Reproduce the material in full, exactly as written.

-- BEGIN Data supplied --

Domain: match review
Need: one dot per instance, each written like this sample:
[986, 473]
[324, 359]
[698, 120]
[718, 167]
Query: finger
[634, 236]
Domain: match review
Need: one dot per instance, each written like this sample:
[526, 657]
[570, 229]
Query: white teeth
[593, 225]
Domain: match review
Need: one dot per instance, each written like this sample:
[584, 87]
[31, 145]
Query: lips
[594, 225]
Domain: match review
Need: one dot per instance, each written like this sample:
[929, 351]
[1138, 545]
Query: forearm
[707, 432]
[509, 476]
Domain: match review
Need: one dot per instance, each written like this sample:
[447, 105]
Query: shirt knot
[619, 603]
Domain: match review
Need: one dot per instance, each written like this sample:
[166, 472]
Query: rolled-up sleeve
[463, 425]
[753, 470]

-- END Data supplied --

Solution to this problem =>
Domain: match review
Need: one dot per instance, each written like this sample:
[986, 473]
[324, 359]
[698, 120]
[718, 167]
Query: finger
[634, 236]
Domain: match review
Need: one dot per instance, each written like this sample:
[526, 657]
[570, 229]
Query: white teeth
[593, 225]
Domain: match review
Need: one dot per instance, each written like this sample:
[584, 87]
[31, 145]
Query: lips
[594, 225]
Domain: match review
Need: one dot per instance, each written like this sample:
[929, 351]
[1138, 545]
Query: forearm
[707, 432]
[509, 476]
Domain: match review
Need: one dot per instance, each written like this sample:
[447, 105]
Query: shirt knot
[619, 603]
Domain: match review
Need: one dot per instance, each written like this sample:
[166, 472]
Query: rolled-up sleeve
[463, 425]
[753, 470]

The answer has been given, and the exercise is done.